By Michael O’Neill

 “The dots should be taken with a big grain of salt.”  That’s what Fed Chair Jerome Powell said during his June 16 press conference when asked about the two rate hikes in 2023 that were forecast in the Summary of Economic Projections (SEP).

Unfortunately, large grains of salt were in short supply in financial markets.  

FX, bond, and commodity prices churned and burned following the release of the FOMC meeting statement and during Mr Powell’s press conference after the  Federal Open Market Committee (FOMC), increased the number of interest rate hikes they expected in 2023.  The US dollar soared across the board, Wall Street stocks plunged, and gold lost its glitter.


The medium forecast of two rate hikes in 2023 is a hawkish shift as there were zero hikes predicted in the March SEP.  However, Mr Powell dismisses the dot-plot projections saying, “in terms of the two hikes,  1) “they are individual projections.”  2) “they are not a Committee forecast.”  3) “They are not a plan.”  And we never actually had a discussion of whether liftoff is appropriated any particular year, because liftoff now would be highly premature.  It wouldn’t make any sense”

He goes on to say that the dots are not a great forecaster of future rate moves just because it is highly uncertain.

Obviously, he thinks they are pretty useless, hence the grain of salt comment.

Prior to the meeting,  traders were concerned as to whether tapering quantitative easing(QE) purchases  would be discussed.  

It was, and it wasn’t.

§ Complete the following:
A) Duplicate the passage of the article on the Fed's rate projections that opens with the words containing "FX, bond, and" and closes with "lost its glitter.".
B) Answer these questions using the article on the Fed's rate projections:
(i) On what date did Jerome Powell hold the press conference mentioned?
(ii) How many rate hikes did the March SEP predict?
(iii) What happened to the US dollar after the FOMC statement and press conference?
C) Write the next part of the article on the Fed's rate projections, picking up after its final line.
The records that come next are separate material and have no connection to the article on the Fed's rate projections.

§ Input data:
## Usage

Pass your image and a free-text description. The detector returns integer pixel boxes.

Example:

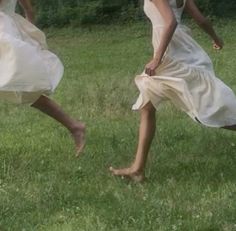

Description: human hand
[213,37,224,50]
[145,59,161,76]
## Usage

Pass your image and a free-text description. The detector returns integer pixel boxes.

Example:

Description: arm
[145,0,177,76]
[18,0,34,23]
[185,0,224,49]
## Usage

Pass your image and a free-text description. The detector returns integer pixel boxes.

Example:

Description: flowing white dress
[133,0,236,127]
[0,0,63,103]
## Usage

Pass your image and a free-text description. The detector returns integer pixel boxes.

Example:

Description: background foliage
[30,0,236,27]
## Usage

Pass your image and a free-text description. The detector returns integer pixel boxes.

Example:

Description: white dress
[133,0,236,127]
[0,0,63,103]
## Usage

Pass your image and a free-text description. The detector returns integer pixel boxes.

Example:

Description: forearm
[154,19,177,62]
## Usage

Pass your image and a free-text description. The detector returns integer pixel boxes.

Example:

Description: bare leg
[31,96,85,156]
[110,102,156,181]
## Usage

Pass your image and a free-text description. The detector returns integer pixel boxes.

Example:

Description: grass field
[0,21,236,231]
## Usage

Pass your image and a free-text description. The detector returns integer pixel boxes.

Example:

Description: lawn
[0,20,236,231]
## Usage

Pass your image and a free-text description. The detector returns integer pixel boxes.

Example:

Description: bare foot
[71,123,85,157]
[109,167,145,182]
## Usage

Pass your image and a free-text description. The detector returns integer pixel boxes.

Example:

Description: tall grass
[0,21,236,231]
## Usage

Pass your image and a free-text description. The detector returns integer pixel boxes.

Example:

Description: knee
[142,101,156,114]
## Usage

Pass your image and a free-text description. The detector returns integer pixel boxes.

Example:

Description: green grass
[0,21,236,231]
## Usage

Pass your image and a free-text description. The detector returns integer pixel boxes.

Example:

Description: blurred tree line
[30,0,236,27]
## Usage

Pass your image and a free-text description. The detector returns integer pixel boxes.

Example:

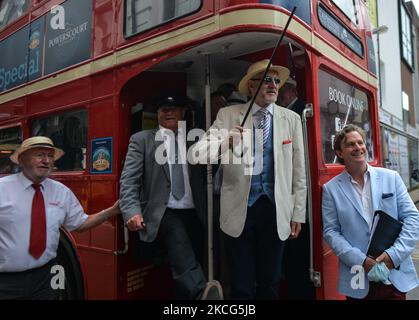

§ Answers for each item:
A)
FX, bond, and commodity prices churned and burned following the release of the FOMC meeting statement and during Mr Powell’s press conference after the  Federal Open Market Committee (FOMC), increased the number of interest rate hikes they expected in 2023.  The US dollar soared across the board, Wall Street stocks plunged, and gold lost its glitter.

B)
(i) June 16.
(ii) Zero.
(iii) It soared across the board.

C)
Mr Powell responded to a question about the timing of tapering saying “we will say more about tapering when we see more data.  You can think of this meeting that we had as the “talking about talking about” meeting if you like.”

The FOMC statement had a few tweaks compared to the April 28 statement, but if anything, those tweaks made it more dovish. 

The Fed added “progress on vaccinations has reduced the spread of COVID-19 in the US” as part of the  unchanged assessment of the US economy paragraph. 

But they followed with “Progress on vaccinations will likely continue to reduce the effects of the public health crisis on the economy, but risks to the economic outlook remain.”

The Statement rationalized the decision to leave rates unchanged by adding the following, “and expects it will be appropriate to maintain this target range until labor market conditions have reached levels consistent with the Committee’s  assessments of maximum employment and inflation has risen to 2 percent and is on track to moderately exceed 2 percent for some time.”

So, in summary, the Fed left the FOMC virtually unchanged and adjusted the dot-plot, which the Fed Chair believes is useless.

Traders reacted to the change in the dot-plots as if the Fed had pre-announced two rate hikes.  They blissfully ignored Mr Powell’s comments about employment. 

He said “The unemployment rate remained elevated in May at 5.8 percent, and this figure understates the shortfall in employment, particularly as participation in the labor market has not moved up from the low rates that have prevailed for most of the past year.”

Powell pushed back against fears of rising inflation saying that many price increases were due to a spending rebound from the economy reopening and supply bottleneck, which are transitory.  He also noted growth risks as  “the pace of vaccinations has slowed, and new strains of the virus remain a risk.”

The Fed will not raise rates until it fulfils its mandate which will require “substantial further progress”  and Mr Powell  repeated that  “substantial further progress is a long ways off.”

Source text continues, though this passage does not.